Extract to read:
12. The mobile drilling system of claim 9, wherein each wheel
assembly further comprises: (a) each of said drilling system
modules having a first vertical support extending downwardly from
said module, said first vertical support having a second vertical
support mounted for rotational movement with respect to said first
vertical support; (b) first and second wheels having a common axle;
(c) said common axle being pivotally attached to said second
vertical support for pivotal movement about a horizontal axis; (d)
a first hydraulic motor of said propulsion system mounted with said
common axle and said first wheel and a second hydraulic motor of
said propulsion system mounted with said common axle and said
second wheel for driving said first and second wheels; and (e) said
steering mechanism including a turning mechanism for rotating said
second vertical support, said common axle and said first and second
wheels for turning said wheels in a particular direction.
13. The mobile drilling system of claim 12, further including: (a)
a second wheel assembly having third and fourth wheels; (b) a
walking beam mounting said first and second wheel assemblies for
pivotal movement about a horizontal axis; (c) each of said drilling
system modules having a third vertical support extending downwardly
from said module, said third vertical support having a fourth
vertical support mounted for rotational movement with respect to
said third vertical support; (d) said third and fourth wheels
having a second common axle; (e) said second common axle being
pivotally attached to said fourth vertical support for pivotal
movement about a horizontal axis; (f) a third hydraulic motor of
said propulsion system mounted with said second common axle and
said third wheel and a fourth hydraulic motor of said propulsion
system mounted with said second common axle and said fourth wheel
for driving said third and fourth wheels; and (g) said steering
system including a second turning mechanism for rotating said
fourth vertical support, said second common axle and said third and
fourth wheels for turning said wheels in a particular
direction.
14. The mobile drilling system of claim 13, further including: (a)
a linkage extending between said first and second wheel assemblies
and into operative engagement with said first and second turning
mechanisms whereby said first, second, third, and fourth wheels are
turned simultaneously in a particular direction.
15. The mobile drilling system of claim 12, further comprising: (a)
said position feedback system of each module coacting with said
propulsion and steering system of each module to control said first
and second hydraulic motors and said turning mechanism in order to
adjust the velocity and turning direction of said wheels.

Problem statement:
Reproduce, word for word, the section of the drilling system claims that begins with the words containing "12. The mobile" and ends with "horizontal axis; (d)".

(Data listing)
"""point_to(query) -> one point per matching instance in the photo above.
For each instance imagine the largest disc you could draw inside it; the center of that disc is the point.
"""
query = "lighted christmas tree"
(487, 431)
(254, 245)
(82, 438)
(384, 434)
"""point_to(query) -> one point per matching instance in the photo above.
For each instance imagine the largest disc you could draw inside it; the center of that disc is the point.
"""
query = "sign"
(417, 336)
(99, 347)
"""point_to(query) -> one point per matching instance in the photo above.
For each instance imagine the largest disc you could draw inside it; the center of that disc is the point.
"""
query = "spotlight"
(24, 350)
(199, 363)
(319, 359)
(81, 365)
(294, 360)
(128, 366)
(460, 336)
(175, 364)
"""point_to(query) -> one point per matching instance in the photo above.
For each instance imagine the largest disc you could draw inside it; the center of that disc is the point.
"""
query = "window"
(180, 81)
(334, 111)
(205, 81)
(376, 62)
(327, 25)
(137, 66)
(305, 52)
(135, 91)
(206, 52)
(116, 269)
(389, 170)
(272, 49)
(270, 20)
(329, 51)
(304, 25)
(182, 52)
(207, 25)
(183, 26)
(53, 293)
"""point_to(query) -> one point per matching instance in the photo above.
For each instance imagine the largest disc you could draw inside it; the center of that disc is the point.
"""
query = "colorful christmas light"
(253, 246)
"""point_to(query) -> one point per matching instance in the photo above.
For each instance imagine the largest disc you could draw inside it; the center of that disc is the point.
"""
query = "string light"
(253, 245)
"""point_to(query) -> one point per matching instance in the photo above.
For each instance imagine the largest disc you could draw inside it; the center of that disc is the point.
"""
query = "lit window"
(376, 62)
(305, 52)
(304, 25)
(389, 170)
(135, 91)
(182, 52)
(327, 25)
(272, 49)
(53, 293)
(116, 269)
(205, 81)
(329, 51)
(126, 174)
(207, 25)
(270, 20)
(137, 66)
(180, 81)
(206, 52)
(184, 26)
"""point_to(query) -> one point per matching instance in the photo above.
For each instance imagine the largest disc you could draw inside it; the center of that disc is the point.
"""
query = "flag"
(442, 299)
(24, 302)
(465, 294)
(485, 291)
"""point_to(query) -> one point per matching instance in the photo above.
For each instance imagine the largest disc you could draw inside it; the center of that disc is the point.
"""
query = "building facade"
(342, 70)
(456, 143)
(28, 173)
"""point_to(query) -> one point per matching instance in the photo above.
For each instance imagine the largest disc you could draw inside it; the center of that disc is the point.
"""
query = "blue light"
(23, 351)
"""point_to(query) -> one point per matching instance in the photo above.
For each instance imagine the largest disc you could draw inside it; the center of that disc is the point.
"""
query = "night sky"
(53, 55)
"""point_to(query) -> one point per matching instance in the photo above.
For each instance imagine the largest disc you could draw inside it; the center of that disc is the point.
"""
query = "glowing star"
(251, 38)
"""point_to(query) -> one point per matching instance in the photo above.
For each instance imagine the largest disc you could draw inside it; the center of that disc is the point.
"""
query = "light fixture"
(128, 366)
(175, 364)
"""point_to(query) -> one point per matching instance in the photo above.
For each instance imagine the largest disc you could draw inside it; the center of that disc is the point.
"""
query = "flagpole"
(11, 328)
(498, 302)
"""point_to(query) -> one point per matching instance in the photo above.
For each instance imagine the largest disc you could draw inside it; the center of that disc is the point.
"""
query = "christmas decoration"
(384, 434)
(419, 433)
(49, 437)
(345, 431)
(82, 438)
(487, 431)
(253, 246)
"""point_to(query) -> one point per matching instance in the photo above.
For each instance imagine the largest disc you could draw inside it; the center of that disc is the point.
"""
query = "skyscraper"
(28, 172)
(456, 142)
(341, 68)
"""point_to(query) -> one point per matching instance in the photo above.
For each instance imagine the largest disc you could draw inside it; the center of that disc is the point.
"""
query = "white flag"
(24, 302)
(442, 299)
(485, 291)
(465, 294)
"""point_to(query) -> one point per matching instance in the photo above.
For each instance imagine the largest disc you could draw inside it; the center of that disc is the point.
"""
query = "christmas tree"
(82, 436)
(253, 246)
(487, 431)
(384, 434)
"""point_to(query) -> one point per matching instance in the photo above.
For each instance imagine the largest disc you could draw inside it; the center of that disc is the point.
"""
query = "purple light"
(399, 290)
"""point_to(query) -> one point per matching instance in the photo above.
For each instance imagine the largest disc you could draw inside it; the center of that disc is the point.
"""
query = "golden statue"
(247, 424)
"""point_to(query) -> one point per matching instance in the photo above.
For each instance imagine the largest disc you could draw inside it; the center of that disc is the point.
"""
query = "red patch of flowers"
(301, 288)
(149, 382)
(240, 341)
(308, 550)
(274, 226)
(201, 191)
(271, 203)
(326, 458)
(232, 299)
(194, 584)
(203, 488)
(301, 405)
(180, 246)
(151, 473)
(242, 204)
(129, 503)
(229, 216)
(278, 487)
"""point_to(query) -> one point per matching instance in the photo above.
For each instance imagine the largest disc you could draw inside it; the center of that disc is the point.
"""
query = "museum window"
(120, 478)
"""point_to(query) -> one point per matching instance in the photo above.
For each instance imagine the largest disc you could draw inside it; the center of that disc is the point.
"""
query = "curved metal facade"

Answer in full:
12. The mobile drilling system of claim 9, wherein each wheel
assembly further comprises: (a) each of said drilling system
modules having a first vertical support extending downwardly from
said module, said first vertical support having a second vertical
support mounted for rotational movement with respect to said first
vertical support; (b) first and second wheels having a common axle;
(c) said common axle being pivotally attached to said second
vertical support for pivotal movement about a horizontal axis; (d)